◆ **What is required**
Copy out the lines below, starting at the line that contains "Where can the grassy slope" and ending at the last line of the records, with the requests left as they are. Multiply each coordinate in the answer points (not the sample coordinates inside the requests) by 0.95 and round it to a whole number, with halves rounded up.

(Object location annotation data)
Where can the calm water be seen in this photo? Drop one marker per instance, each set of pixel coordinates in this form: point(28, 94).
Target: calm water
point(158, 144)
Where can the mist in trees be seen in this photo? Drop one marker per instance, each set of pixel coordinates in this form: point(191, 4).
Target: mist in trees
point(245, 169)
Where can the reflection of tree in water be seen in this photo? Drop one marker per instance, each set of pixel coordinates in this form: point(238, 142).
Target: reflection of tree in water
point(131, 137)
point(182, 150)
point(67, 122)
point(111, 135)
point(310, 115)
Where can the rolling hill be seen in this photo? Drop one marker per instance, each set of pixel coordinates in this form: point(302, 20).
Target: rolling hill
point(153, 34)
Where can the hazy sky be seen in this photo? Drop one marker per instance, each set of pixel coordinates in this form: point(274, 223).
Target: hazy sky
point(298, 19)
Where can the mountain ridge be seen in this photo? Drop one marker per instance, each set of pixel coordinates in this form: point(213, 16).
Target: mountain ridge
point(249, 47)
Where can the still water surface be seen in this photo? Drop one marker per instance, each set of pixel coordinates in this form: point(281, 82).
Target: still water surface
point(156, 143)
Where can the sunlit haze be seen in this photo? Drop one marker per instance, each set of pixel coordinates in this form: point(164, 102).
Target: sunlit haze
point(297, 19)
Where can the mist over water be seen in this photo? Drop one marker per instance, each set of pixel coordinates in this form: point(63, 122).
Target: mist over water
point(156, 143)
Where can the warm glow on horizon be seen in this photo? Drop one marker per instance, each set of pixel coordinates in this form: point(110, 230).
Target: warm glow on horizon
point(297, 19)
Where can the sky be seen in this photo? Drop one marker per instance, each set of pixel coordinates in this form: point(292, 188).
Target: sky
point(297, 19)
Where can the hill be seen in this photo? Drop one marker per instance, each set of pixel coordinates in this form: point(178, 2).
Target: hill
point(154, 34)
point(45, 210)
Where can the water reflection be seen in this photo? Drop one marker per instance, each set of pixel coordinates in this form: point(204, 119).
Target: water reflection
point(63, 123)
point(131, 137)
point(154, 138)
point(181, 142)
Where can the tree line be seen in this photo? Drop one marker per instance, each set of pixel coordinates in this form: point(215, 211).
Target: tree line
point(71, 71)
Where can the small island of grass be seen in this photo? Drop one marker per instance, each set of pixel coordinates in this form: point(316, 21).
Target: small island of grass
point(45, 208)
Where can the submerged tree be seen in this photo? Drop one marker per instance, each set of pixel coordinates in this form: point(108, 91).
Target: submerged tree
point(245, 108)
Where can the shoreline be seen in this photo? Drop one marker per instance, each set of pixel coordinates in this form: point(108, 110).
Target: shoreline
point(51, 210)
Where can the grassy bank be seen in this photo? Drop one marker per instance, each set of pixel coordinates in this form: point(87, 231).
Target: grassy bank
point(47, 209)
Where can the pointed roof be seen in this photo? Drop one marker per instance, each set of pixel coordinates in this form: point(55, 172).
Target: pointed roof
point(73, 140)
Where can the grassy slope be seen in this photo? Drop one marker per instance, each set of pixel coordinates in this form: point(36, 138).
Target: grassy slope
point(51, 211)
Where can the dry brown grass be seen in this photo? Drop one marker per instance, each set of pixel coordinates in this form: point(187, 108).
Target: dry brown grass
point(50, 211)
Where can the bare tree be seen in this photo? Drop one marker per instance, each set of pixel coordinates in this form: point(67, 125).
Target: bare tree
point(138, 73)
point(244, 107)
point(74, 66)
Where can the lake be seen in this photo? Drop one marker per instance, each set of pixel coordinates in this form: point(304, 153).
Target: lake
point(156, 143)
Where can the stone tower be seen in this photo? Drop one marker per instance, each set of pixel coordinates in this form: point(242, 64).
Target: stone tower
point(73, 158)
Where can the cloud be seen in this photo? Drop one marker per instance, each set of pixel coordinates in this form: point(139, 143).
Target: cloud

◆ **Exercise response**
Where can the grassy slope be seen in this photo? Drop one marker per instance, each set of pixel coordinates in this form: point(36, 138).
Target: grassy slope
point(48, 200)
Where can the dry brown grass be seen in this photo? Drop one marker per instance, each set of pixel coordinates in this form: point(187, 108).
Target: dry brown grass
point(48, 200)
Where can the bare tree be seen in this photo? Drop one marker per instance, each set of pixel coordinates in this form: point(67, 125).
Target: bare tree
point(131, 69)
point(232, 102)
point(70, 63)
Where can the lake be seen in this photo? Drop one marker per instance, each set of pixel coordinates in this form: point(304, 153).
Target: lake
point(148, 136)
Where can the stone tower be seen in this photo? Drop one marker per instance, each set of pixel coordinates in this form: point(242, 64).
Target: stone tower
point(69, 150)
Where can the cloud be seen in this photo? Drop one marker per instance, each set of pixel coordinates in this form: point(139, 143).
Target: cloud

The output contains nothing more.